Named object pointing entries
%%

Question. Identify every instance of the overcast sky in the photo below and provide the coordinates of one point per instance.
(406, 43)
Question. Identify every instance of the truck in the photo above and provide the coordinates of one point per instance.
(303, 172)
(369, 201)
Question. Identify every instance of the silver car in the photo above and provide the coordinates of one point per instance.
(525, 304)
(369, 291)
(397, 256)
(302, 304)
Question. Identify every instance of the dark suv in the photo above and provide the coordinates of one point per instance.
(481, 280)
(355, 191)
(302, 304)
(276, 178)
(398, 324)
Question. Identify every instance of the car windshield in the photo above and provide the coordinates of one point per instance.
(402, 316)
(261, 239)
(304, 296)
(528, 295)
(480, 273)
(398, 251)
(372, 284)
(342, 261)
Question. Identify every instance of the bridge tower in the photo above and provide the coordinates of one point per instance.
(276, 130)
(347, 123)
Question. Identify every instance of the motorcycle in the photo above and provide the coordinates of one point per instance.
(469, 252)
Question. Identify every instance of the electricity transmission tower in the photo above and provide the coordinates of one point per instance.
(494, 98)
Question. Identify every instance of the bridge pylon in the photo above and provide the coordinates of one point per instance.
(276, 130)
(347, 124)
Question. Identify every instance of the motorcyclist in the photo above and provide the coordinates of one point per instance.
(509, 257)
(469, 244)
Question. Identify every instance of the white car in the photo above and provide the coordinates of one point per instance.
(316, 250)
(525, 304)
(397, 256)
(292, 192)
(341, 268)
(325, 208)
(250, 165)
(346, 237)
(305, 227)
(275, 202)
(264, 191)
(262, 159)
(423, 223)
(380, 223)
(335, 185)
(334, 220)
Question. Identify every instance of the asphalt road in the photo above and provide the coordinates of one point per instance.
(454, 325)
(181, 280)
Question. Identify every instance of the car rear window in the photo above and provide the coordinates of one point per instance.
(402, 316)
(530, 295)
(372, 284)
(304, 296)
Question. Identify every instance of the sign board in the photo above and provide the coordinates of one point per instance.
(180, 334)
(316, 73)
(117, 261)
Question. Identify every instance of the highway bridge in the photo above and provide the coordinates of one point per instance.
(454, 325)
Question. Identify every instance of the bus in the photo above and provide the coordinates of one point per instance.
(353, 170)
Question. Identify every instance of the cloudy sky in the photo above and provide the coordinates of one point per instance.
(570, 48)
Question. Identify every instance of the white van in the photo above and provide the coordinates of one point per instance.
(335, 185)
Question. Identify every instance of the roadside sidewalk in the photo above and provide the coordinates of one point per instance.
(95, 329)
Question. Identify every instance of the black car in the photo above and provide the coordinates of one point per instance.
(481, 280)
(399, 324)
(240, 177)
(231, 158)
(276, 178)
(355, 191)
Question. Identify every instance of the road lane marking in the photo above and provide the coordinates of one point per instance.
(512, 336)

%%

The records above are to be repeated exactly, in their entirety.

Question. Identify every instance of the overcast sky in the photo below and provide the coordinates of one point per instance.
(406, 43)
Question. Identify every instance of the truck in the photo above and provide the coordinates of one point per instance.
(303, 172)
(369, 201)
Question. Identify every instance of the silver car in the photo above and provide the coordinates of one point per instance.
(525, 304)
(369, 291)
(397, 256)
(302, 304)
Question. Identify every instance of the dark suv in the photo above and provide the coordinates of one point per instance.
(481, 280)
(355, 191)
(302, 304)
(276, 178)
(398, 324)
Question. Identify every instance of the car windshield in the photo above and provide the coordinates of one point per instance.
(402, 316)
(261, 239)
(304, 296)
(528, 295)
(480, 273)
(398, 251)
(372, 284)
(342, 261)
Question. Identify every instance of the bridge tower in the photo above and provide the coordinates of one point per instance.
(276, 130)
(347, 123)
Question. Identify every instance of the motorcycle in the photo above and provide the coordinates of one point per instance.
(469, 252)
Question. Identify every instance of the electricity transmission tower in the photo above and provide the coordinates of one point per instance.
(494, 98)
Question. Identify every instance of the bridge pylon in the photo above and provide the coordinates of one point per instance.
(276, 130)
(347, 124)
Question. Identify every instance of the motorcyclist in the photo above and provide the coordinates of one point per instance.
(509, 257)
(469, 244)
Question. Identify every instance of the white car in the photo above and provide the coordinates of one point per instance.
(316, 250)
(525, 304)
(397, 256)
(292, 192)
(341, 268)
(325, 208)
(250, 165)
(346, 237)
(305, 227)
(275, 202)
(264, 191)
(262, 159)
(423, 223)
(380, 223)
(335, 185)
(334, 220)
Question. Identify every instance of the asphalt road in the photo above and provide the coordinates of one point per instance.
(454, 325)
(181, 280)
Question. Identify every instance of the car rear window in the photo above and provide the coordinates of one point per instance.
(402, 316)
(530, 295)
(372, 284)
(304, 296)
Question. Identify every instance of the sign board in the photo above and provide the coordinates of one point per instance.
(180, 334)
(316, 73)
(117, 261)
Question. Identify every instance of the highway bridge in the photo above and provide the coordinates of one point per instance.
(454, 325)
Question. Identify every instance of the bus in the photo above and provide the coordinates of one point per instance.
(353, 170)
Question. Identify every instance of the cloudy sky in the photo above and provide the coordinates of one point per instance.
(570, 48)
Question. Identify every instance of the white van in the photo above and provide the coordinates of one point per instance.
(335, 185)
Question. Identify every instance of the roadside sidewalk in the photo above and provide the coordinates of one point per instance.
(95, 329)
Question. Identify every instance of the black car in the photo above and provide the coordinates of one point per instance.
(481, 280)
(399, 324)
(240, 177)
(231, 158)
(276, 178)
(355, 191)
Question. Identify every instance of the road lane marking in the photo above and provide the coordinates of one point per instance.
(512, 336)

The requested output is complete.